__Fragment__.
Wie dezer dagen last heeft van herfst- of coronablues kan ik een bezoek aan Rebekka Löfflers eerste solotentoonstelling Schwebezustand warm aanbevelen. In het gelijknamige schilderij wordt de huidige staat van onzekerheid waarin we met z’n allen beland zijn, heerlijk licht en zwevend in beeld gebracht. Op een lichtroze achtergrond dwarrelen kleurrijke vormen als exotische vissen door elkaar zonder vaste bestemming.
Löfflers werk ontspruit in haar eigen denkwereld als een reactie op een bepaalde gebeurtenis of een emotionele ervaring. In eerste instantie geeft ze hier vorm aan in kleurtesten en schetsmatige tekeningen. Ze knipt er vormen uit die ze vouwt, schikt en ordent in collages. Het canvas belandt altijd eerst op de grond. Daarop brengt ze een ondergrond in acrylverf aan. Vervolgens hangt ze de doeken aan de wand en construeert ze laag per laag een werveling aan vormen. “Het is een langzaam proces dat erg chaotisch is in het begin”, zo zegt ze zelf. “Deze negen werken zijn het resultaat van twee jaar en vier maanden werk. Aan sommige schilderijen werkte ik een half jaar.” Ze mixt transparante kleuren met opake, acryl- en olieverf, en wisselt grote gestes af met zeer precieze borstelstreken. Uit haar werk spreekt een grote vrijheid, maar tevens een beheerst meesterschap.

__Wat je doet__.
**1.** Hoeveel tijd zit er volgens het fragment over Rebekka Löfflers tentoonstelling in de negen werken samen?
**2.** Schrijf het fragment over Rebekka Löfflers tentoonstelling verder vanaf de laatste zin.

__Ruwe gegevens__.
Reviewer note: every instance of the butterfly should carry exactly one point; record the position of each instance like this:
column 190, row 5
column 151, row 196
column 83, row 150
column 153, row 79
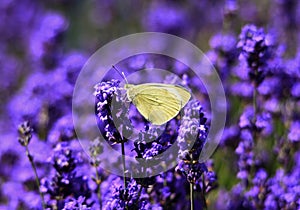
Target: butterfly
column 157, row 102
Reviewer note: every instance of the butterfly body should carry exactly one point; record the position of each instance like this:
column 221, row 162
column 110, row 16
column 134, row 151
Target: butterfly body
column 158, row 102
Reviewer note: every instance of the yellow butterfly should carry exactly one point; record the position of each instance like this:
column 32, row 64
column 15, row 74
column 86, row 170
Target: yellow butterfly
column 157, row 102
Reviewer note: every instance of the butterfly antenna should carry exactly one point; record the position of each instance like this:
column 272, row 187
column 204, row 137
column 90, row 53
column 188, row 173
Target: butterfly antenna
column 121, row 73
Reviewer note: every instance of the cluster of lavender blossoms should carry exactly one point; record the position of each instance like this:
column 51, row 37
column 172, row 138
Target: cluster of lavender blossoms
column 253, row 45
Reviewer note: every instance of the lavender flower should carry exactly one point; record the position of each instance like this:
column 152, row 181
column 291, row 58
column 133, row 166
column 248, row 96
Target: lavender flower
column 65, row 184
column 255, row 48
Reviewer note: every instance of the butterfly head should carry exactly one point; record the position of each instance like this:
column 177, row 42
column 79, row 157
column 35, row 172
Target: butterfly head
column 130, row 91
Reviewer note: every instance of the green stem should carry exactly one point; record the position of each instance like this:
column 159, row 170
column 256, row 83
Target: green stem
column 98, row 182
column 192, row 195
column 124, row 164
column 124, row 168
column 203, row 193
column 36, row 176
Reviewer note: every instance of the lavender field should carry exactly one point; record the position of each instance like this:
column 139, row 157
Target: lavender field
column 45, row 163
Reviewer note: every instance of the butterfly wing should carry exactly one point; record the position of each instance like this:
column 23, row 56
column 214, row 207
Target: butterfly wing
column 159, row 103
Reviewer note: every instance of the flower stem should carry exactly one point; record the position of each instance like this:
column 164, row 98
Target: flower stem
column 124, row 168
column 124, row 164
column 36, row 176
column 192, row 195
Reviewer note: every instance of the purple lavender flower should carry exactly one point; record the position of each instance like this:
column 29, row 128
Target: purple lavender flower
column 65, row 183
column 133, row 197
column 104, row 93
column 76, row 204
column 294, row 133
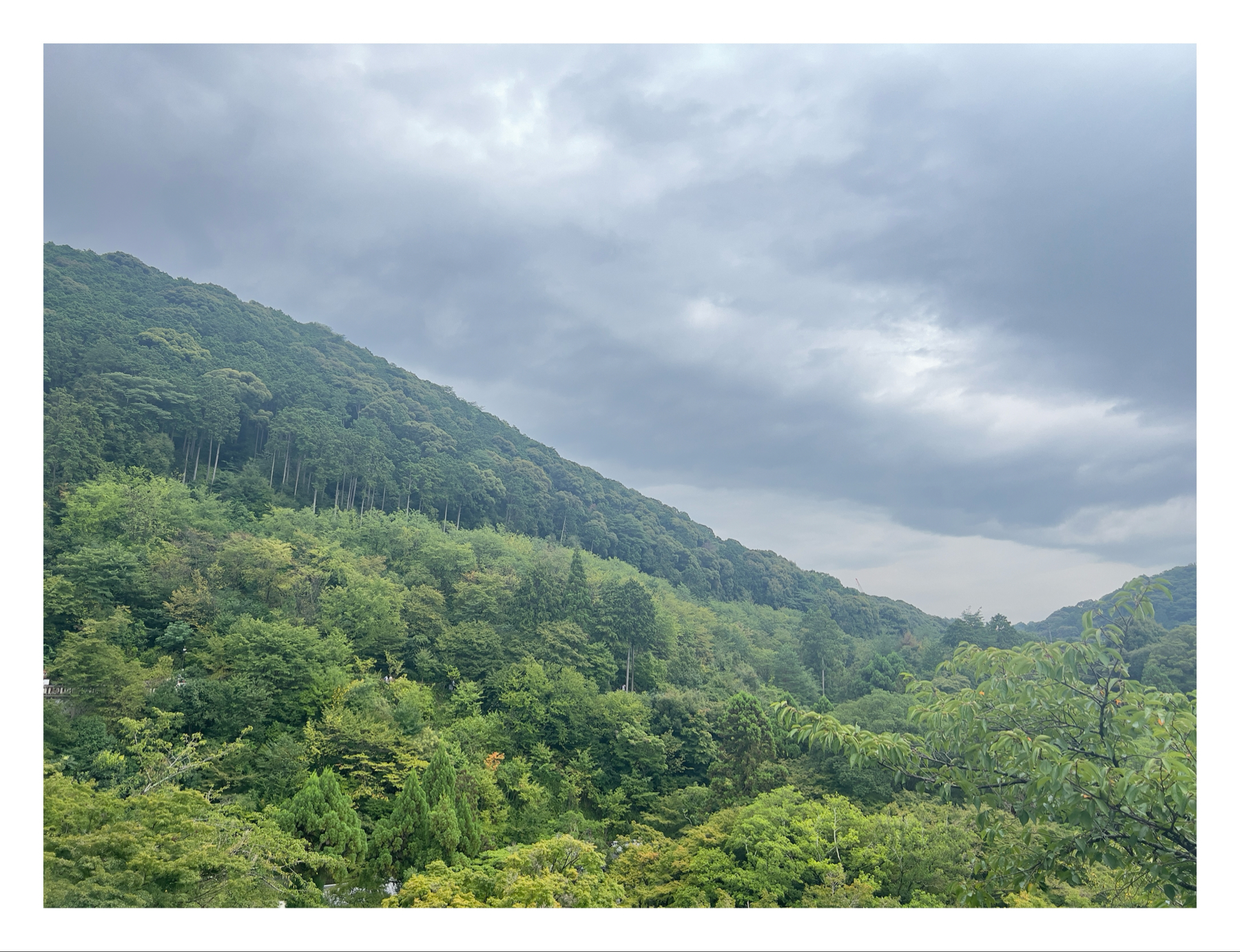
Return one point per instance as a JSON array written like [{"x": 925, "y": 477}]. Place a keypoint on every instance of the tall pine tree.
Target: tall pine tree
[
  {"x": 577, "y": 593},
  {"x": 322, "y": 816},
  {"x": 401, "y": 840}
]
...
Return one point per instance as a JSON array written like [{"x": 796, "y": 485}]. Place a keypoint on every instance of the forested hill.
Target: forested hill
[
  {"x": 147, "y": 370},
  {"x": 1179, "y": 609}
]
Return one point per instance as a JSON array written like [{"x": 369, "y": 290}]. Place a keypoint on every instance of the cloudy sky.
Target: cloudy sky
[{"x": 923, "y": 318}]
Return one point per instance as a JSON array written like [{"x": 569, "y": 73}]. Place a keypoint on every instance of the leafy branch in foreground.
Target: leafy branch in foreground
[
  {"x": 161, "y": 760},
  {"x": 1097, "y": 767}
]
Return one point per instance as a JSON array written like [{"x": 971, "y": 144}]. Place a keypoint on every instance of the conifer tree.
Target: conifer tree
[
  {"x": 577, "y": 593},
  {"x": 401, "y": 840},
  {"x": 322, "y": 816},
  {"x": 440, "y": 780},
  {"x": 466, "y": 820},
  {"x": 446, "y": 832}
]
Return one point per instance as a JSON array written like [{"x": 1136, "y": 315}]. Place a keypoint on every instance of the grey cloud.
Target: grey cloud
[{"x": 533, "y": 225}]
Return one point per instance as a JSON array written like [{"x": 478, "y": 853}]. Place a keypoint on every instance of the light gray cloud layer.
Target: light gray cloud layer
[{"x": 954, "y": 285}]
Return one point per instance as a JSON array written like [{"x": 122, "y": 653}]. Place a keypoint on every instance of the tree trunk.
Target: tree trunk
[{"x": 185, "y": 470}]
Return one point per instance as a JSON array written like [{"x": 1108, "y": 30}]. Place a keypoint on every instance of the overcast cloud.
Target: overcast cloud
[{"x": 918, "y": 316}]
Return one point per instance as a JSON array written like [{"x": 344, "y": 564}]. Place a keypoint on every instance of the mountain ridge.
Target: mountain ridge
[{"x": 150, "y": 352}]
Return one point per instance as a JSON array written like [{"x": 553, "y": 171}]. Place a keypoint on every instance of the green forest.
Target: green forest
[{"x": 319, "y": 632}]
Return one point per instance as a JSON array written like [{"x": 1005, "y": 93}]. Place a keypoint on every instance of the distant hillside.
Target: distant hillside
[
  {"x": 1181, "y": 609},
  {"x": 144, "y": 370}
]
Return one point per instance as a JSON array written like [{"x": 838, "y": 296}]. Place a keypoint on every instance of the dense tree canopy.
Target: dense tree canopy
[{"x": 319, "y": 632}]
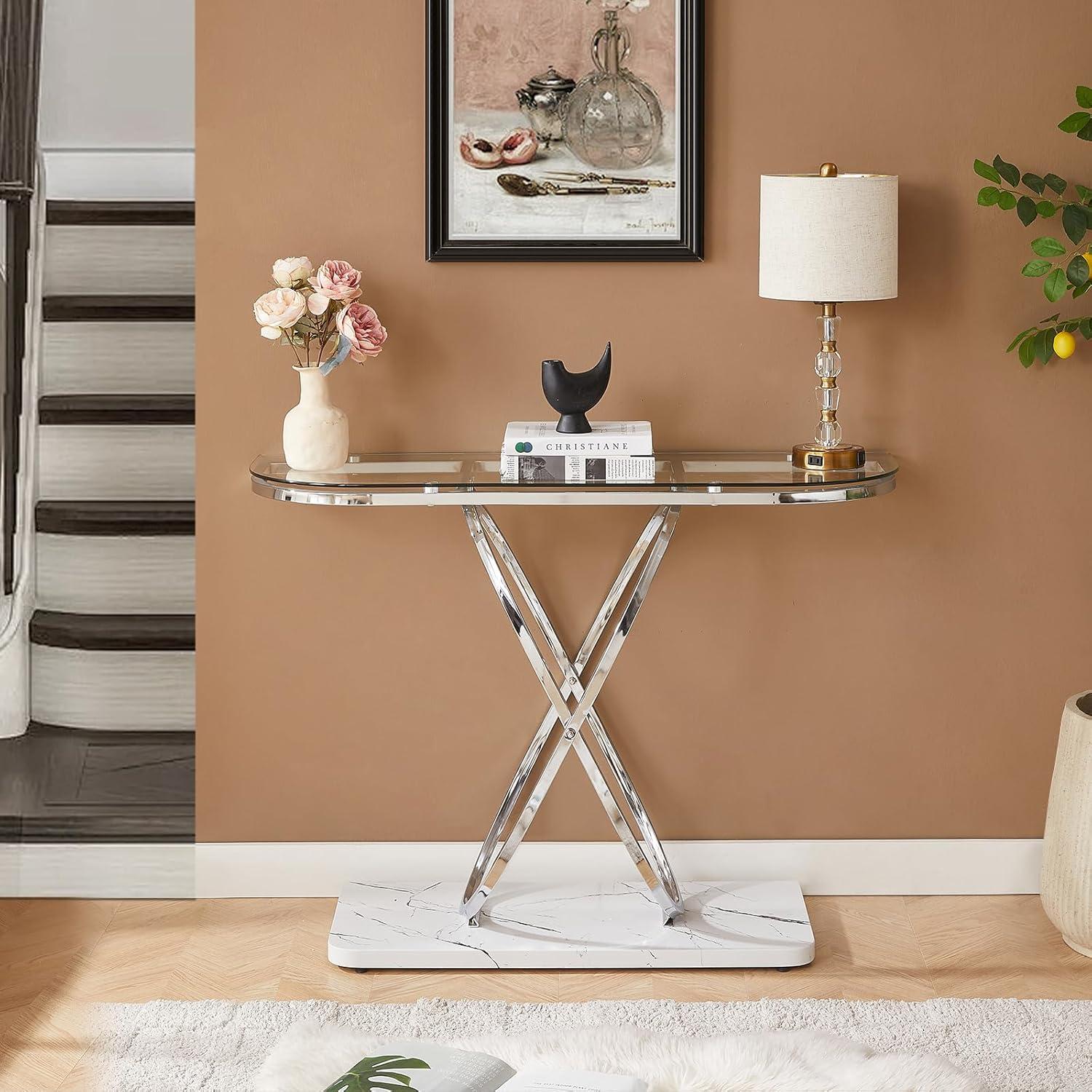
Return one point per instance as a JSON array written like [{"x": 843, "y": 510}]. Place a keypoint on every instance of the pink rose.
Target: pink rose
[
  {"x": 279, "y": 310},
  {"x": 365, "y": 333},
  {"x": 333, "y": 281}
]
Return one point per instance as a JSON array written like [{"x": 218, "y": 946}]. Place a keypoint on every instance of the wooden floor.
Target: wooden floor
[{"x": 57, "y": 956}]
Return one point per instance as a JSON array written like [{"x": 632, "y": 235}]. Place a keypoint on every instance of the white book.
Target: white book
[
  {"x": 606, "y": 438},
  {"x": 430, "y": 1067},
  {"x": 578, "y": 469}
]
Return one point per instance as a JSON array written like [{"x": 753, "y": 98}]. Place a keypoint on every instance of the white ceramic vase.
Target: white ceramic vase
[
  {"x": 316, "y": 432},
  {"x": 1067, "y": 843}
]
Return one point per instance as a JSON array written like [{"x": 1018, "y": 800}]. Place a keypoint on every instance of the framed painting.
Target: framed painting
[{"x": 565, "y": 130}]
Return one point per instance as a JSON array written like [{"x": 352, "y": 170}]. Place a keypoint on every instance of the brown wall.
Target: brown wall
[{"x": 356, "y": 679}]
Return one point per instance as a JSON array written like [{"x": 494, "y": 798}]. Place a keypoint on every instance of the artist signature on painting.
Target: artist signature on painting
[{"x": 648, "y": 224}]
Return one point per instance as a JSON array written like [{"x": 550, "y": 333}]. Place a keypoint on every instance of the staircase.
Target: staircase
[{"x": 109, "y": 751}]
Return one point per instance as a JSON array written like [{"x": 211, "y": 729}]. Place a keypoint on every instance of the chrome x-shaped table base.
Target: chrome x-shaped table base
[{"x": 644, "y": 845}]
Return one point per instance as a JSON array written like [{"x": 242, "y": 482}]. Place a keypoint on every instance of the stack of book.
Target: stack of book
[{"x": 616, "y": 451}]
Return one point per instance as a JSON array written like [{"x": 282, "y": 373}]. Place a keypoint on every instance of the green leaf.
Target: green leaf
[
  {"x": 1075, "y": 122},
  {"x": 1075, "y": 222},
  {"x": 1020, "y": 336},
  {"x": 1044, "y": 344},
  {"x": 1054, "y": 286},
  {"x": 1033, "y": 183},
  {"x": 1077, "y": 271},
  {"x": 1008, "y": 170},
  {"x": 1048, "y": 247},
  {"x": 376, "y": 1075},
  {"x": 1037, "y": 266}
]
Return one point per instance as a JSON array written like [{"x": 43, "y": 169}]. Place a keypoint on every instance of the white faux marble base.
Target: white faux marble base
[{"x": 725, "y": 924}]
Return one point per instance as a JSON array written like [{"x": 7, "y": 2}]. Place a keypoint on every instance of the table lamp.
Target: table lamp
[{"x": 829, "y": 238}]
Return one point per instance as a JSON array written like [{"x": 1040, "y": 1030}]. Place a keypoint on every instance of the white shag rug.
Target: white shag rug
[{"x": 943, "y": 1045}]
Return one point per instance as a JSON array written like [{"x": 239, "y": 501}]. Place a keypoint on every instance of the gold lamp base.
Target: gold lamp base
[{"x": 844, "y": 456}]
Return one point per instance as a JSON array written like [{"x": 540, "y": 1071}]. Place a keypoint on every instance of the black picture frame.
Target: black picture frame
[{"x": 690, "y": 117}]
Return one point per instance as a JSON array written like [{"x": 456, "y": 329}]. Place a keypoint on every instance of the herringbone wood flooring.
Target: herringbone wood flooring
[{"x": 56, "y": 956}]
* * *
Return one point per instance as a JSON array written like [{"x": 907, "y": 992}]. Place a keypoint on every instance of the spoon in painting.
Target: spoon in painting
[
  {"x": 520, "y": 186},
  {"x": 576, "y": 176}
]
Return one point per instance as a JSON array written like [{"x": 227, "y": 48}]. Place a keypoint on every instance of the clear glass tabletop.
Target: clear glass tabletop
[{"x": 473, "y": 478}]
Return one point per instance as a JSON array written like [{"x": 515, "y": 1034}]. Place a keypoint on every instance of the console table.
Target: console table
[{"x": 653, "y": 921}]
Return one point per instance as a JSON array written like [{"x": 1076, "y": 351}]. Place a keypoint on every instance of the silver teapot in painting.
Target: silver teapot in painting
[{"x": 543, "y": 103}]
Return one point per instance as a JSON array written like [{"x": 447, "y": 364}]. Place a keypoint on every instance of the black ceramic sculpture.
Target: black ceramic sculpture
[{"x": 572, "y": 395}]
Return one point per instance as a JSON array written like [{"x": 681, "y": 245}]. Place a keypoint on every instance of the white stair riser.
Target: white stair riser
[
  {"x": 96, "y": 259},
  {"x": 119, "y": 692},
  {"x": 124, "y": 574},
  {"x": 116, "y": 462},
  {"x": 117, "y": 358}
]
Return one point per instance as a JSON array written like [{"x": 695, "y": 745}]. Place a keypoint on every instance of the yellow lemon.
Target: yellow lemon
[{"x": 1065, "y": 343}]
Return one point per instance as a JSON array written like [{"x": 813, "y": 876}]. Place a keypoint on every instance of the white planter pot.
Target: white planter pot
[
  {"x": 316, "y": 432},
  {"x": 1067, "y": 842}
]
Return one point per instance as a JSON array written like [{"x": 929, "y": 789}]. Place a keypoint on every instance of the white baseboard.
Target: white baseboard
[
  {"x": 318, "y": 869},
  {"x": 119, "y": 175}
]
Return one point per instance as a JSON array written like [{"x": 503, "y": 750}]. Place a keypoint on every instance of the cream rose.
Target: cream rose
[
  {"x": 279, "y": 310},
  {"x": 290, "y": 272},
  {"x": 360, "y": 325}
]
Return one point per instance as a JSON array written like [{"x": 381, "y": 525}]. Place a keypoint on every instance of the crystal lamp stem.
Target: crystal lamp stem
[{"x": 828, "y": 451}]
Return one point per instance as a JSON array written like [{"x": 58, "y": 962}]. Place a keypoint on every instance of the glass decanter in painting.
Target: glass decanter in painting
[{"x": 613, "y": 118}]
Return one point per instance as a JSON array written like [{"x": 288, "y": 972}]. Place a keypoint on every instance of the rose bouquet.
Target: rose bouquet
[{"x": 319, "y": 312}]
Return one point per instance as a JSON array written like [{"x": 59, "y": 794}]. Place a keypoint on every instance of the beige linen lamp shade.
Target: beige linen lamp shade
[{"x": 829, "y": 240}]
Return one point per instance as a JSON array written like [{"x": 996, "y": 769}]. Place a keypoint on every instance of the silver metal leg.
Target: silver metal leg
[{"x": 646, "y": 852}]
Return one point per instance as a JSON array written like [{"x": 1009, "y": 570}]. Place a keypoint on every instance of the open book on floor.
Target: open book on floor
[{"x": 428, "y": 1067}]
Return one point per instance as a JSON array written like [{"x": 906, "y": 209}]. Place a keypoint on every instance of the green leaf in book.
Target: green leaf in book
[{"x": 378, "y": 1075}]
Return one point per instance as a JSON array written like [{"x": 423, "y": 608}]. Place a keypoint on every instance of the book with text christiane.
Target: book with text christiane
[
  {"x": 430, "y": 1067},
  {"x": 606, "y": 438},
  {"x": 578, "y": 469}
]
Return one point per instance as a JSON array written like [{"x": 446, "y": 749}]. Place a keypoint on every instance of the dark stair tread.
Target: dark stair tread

__Antwoorden oefening__.
**1.** Twee jaar en vier maanden werk.

**2.**
Rebekka Löffler volgde haar opleiding aan de Staatlichen Akademie der bildenden Künste in Karlsruhe waar ze het eerste anderhalf jaar les kreeg van Olaf Holzapfel. In die jaren schilderde hij zelf nog veel, beïnvloed door de Russische constructivisten, al vertoonde Holzapfel ook een grote liefde voor David Hockney. Onder zijn mentorschap keek Löffler intens naar het werk van El Lissitzky, een invloed die ook vandaag nog duidelijk doorzindert in haar werk. “Ik kreeg veel waardevolle input van hem, maar hij en de andere mannelijke professoren traden ook zeer sturend op, wat soms remmend werkte. Ze hadden bijvoorbeeld een duidelijke voorkeur voor donkere kleuren. Het heeft een tijdje geduurd vooraleer ik me daarvan kon bevrijden en mij sterk genoeg voelde om mijn eigen weg te gaan.”
Dat laatste kunnen we alleen maar toejuichen. De kleurcomposities van Löffler zijn ronduit prachtig. De chaos die ze toelaat aan de startfase van een schilderij gaat ze meticuleus en gericht te lijf. “Ik heb op een bepaalde manier een plan in de vorm van mijn schetsen. Maar meestal zijn die overladen en onmogelijk over te brengen op het canvas. Tijdens het schilderproces moet ik voortdurend afstand nemen, kijken, toevoegen en weer wegnemen, totdat er een bepaald gevoel ontstaat, een ritme, een beweging, en alles perfect op elkaar inspeelt. Het vraagt veel organisatie. Een werk is pas klaar wanneer de beweging werkt.”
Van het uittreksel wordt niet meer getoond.